Há também as campanhas que trazem a doação para o campus. As chamadas coletas externas procuram ir a locais onde as pessoas têm dificuldade de se locomover até postos fixos. Embora representem um custo maior – por exigirem o deslocamento de profissionais, equipamentos e estrutura –, elas têm conquistado espaço na universidade. Em nota, a assessoria da Pró-Sangue informou que já foram realizadas mais de dez iniciativas em parceria com institutos como a Faculdade de Arquitetura, Urbanismo e Design (FAU) e o Instituto de Geociências (IGc).
Etapas da doação
O caminho do sangue doado começa antes da coleta. O voluntário chega ao hemocentro com um documento de identificação com foto e passa por um processo de triagem. Nessa etapa, são feitos testes de anemia, verificação de sinais vitais e uma entrevista clínica que identifica possíveis riscos, como o uso de medicamentos ou doenças que possam comprometer a doação.
Tatuagens, gravidez e viagens para locais com endemias, por exemplo, são impedimentos temporários. Uso de drogas ilícitas injetáveis e doenças transmitidas pelo sangue – como HIV e hepatites B e C – são restrições definitivas. Só depois dessa checagem é que o sangue é coletado. A coleta dura cerca de dez minutos.

» **Detalhes da tarefa**
Por favor, copie na íntegra, sem nenhuma alteração, o trecho sobre doação de sangue.

» **Informações**

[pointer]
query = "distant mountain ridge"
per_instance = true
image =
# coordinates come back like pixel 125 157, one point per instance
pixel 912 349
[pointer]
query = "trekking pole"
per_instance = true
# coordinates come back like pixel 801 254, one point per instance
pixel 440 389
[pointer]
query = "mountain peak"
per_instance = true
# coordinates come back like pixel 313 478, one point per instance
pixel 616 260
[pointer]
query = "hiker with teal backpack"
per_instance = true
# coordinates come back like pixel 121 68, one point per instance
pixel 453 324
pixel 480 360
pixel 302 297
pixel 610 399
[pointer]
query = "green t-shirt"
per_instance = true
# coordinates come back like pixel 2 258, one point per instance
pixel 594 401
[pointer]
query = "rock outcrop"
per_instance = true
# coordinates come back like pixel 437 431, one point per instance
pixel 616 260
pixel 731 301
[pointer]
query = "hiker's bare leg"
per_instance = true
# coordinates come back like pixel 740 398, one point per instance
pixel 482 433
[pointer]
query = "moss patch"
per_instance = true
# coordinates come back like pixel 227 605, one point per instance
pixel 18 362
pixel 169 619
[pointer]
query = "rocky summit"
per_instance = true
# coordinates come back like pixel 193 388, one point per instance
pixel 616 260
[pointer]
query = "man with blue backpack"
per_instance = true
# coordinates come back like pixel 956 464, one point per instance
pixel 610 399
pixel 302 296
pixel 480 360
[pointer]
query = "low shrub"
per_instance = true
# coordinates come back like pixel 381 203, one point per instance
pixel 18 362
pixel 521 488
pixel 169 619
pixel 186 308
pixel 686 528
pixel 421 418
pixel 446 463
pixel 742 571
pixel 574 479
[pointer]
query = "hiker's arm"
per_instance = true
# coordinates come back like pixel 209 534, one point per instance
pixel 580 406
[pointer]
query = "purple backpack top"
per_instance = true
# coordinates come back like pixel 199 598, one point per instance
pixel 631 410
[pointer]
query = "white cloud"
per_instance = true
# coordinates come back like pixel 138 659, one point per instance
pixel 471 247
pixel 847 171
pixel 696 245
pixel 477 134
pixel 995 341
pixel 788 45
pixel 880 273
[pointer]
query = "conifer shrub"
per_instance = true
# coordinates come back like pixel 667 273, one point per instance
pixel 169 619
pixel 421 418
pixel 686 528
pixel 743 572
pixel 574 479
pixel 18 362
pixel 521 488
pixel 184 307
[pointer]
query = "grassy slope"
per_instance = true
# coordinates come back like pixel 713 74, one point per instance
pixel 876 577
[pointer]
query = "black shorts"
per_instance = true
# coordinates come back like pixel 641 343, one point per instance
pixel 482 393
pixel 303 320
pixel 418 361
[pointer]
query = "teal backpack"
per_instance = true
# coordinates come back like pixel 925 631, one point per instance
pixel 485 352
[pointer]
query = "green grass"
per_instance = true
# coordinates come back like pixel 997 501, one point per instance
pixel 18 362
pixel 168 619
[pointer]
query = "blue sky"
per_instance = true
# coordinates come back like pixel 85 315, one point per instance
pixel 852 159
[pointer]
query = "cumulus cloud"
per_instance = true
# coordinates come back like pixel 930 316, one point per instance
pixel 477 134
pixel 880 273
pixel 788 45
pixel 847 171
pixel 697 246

» **Tarefa concluída**
Há também as campanhas que trazem a doação para o campus. As chamadas coletas externas procuram ir a locais onde as pessoas têm dificuldade de se locomover até postos fixos. Embora representem um custo maior – por exigirem o deslocamento de profissionais, equipamentos e estrutura –, elas têm conquistado espaço na universidade. Em nota, a assessoria da Pró-Sangue informou que já foram realizadas mais de dez iniciativas em parceria com institutos como a Faculdade de Arquitetura, Urbanismo e Design (FAU) e o Instituto de Geociências (IGc).
Etapas da doação
O caminho do sangue doado começa antes da coleta. O voluntário chega ao hemocentro com um documento de identificação com foto e passa por um processo de triagem. Nessa etapa, são feitos testes de anemia, verificação de sinais vitais e uma entrevista clínica que identifica possíveis riscos, como o uso de medicamentos ou doenças que possam comprometer a doação.
Tatuagens, gravidez e viagens para locais com endemias, por exemplo, são impedimentos temporários. Uso de drogas ilícitas injetáveis e doenças transmitidas pelo sangue – como HIV e hepatites B e C – são restrições definitivas. Só depois dessa checagem é que o sangue é coletado. A coleta dura cerca de dez minutos.